Problem statement :: Revise the passage on the iron environment from "First, we analysed" up to and including "calcination at 900 °C.", changing "oxygen carriers" to "samples" wherever it occurs.

Text section ::
****

Fig. 2 (a)–(c) XRD patterns of the calcined oxygen carriers and the corresponding Rietveld refinements. The inset in (c) sketches the crystal structure of Na-β-Al₂O₃ containing layers of γ-alumina that are connected by bridging oxygen and sodium ions. XANES spectra at the (d) Fe K-edge, (e) Al K-edge, (f) Na K-edge of the calcined oxygen carriers and reference materials.

First, we analysed the local environment around iron. Fe K-edge XANES (X-ray absorption near edge structure) spectra of the calcined oxygen carriers are provided in Fig. 2d. The spectra of all of the oxygen carriers contain the same features as the α-Fe₂O₃ reference. The EXAFS (extended X-ray absorption fine structure) functions and the corresponding Fourier transforms (FT) are given in Fig. S7† and further confirm that the local environment around Fe corresponds to the local Fe environment in α-Fe₂O₃ in all three calcined materials. Hence, the XAS data confirm that the local environment of Fe is not affected by the presence of sodium. Importantly, it also shows that there is no formation of a solid solution or mixed oxide between Fe₂O₃ and Al₂O₃ upon calcination at 900 °C.

****

Dataset rows ::
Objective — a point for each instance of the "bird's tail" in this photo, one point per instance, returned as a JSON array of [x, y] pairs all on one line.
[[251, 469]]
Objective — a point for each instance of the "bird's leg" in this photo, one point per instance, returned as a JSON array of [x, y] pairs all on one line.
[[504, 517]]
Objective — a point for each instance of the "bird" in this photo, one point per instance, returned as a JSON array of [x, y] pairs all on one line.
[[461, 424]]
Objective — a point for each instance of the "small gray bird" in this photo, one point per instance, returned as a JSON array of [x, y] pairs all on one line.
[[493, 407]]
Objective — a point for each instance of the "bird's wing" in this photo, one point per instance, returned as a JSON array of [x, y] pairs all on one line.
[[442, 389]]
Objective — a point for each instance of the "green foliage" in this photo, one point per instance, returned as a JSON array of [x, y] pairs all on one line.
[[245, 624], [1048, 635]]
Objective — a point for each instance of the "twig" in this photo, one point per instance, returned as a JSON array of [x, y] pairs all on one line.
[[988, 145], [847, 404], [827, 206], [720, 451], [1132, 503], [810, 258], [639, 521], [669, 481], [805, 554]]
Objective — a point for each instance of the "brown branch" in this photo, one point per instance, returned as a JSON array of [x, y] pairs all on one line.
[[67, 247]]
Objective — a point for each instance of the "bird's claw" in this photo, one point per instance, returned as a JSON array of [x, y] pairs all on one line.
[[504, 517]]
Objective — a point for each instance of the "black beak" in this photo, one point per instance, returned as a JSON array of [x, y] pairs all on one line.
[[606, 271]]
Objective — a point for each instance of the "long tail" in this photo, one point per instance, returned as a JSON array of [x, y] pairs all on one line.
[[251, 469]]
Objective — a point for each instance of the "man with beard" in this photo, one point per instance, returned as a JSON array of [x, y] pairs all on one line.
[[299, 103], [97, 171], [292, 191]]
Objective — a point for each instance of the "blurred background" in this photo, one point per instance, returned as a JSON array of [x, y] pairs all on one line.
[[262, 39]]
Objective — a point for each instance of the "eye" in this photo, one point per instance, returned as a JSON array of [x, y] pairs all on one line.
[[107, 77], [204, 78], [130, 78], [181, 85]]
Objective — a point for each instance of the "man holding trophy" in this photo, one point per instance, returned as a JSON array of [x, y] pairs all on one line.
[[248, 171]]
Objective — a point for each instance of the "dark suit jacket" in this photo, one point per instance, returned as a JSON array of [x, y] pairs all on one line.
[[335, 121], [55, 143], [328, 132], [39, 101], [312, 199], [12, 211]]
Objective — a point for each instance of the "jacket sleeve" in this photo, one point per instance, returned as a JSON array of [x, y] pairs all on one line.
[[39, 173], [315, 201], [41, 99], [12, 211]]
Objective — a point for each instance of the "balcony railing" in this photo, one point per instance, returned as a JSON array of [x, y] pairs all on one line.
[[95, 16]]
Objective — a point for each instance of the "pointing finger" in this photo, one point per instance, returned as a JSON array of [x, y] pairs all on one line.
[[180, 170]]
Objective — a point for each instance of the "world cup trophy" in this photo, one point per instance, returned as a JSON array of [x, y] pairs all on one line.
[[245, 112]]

****

Response to this task ::
First, we analysed the local environment around iron. Fe K-edge XANES (X-ray absorption near edge structure) spectra of the calcined samples are provided in Fig. 2d. The spectra of all of the samples contain the same features as the α-Fe₂O₃ reference. The EXAFS (extended X-ray absorption fine structure) functions and the corresponding Fourier transforms (FT) are given in Fig. S7† and further confirm that the local environment around Fe corresponds to the local Fe environment in α-Fe₂O₃ in all three calcined materials. Hence, the XAS data confirm that the local environment of Fe is not affected by the presence of sodium. Importantly, it also shows that there is no formation of a solid solution or mixed oxide between Fe₂O₃ and Al₂O₃ upon calcination at 900 °C.